● **What this task involves**
Copy the lines below word for word, starting with the line that contains "Where can the row" and continuing through the last line, with both ends included.

● **Data records**
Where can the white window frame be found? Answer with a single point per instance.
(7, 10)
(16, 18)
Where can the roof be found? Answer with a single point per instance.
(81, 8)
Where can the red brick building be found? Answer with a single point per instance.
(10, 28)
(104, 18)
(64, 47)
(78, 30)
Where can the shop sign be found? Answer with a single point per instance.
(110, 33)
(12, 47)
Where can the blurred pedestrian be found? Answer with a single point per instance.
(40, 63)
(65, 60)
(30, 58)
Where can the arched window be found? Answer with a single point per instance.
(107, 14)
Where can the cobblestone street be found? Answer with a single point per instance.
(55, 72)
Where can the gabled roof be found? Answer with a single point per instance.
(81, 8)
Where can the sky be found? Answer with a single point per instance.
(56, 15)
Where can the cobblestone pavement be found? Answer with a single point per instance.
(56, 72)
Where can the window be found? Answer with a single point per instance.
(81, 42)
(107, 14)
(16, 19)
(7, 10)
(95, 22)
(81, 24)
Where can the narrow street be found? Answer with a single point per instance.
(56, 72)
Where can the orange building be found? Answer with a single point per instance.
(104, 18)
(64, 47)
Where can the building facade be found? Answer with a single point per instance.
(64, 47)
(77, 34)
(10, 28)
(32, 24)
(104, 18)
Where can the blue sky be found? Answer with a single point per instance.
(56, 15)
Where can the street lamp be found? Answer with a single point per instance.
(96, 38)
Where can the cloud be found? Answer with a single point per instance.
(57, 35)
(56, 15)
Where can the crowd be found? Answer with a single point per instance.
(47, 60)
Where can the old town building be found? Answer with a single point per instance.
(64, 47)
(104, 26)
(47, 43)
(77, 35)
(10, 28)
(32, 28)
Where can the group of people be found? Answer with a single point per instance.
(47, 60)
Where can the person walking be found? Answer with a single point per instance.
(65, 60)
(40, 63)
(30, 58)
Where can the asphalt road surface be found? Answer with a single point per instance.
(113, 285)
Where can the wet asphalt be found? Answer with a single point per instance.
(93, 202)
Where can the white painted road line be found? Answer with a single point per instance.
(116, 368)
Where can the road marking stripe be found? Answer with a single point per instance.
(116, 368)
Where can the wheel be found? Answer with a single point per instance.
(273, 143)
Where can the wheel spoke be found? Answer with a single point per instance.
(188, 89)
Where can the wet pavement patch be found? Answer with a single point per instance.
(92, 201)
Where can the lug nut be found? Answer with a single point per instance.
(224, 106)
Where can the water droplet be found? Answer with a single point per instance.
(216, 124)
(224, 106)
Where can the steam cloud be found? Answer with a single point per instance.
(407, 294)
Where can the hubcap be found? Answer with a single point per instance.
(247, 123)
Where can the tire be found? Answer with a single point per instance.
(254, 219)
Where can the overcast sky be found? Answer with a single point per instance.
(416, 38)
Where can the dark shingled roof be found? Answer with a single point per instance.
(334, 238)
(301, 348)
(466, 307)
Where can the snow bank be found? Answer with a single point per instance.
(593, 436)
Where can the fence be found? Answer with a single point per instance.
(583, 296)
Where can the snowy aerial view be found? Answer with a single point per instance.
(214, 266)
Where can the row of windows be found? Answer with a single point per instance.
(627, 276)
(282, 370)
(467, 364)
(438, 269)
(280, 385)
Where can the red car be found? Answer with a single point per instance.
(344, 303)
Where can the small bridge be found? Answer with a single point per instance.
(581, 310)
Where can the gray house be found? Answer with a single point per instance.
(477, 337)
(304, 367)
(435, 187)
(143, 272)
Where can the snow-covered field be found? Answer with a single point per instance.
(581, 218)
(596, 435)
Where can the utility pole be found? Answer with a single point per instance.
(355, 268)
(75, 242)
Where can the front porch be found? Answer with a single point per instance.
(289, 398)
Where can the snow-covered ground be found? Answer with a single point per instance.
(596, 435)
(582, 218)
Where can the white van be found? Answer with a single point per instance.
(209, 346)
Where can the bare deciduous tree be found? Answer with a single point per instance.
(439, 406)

● **Result**
Where can the row of windows be found? Answer with a single point per instance.
(627, 276)
(282, 370)
(467, 364)
(438, 269)
(280, 385)
Where can the red car be found? Answer with a single point per instance.
(344, 303)
Where can the small bridge be found? Answer with a single point per instance.
(581, 310)
Where can the gray house be found? Answer with a single point per instance.
(477, 337)
(304, 367)
(435, 187)
(143, 272)
Where can the snow-covered field be found? Answer with a single point per instance.
(581, 218)
(596, 435)
Where can the utility pole be found? Answer with a single point per instance.
(355, 268)
(75, 242)
Where can the front porch be found? Answer with a single point per instance.
(289, 398)
Where can the snow-covered ground be found? Answer with a single point per instance.
(596, 435)
(582, 218)
Where can the white van be found? Answer with a single point per instance.
(209, 346)
Where can the bare deciduous tree be found? Answer with a single point per instance.
(439, 406)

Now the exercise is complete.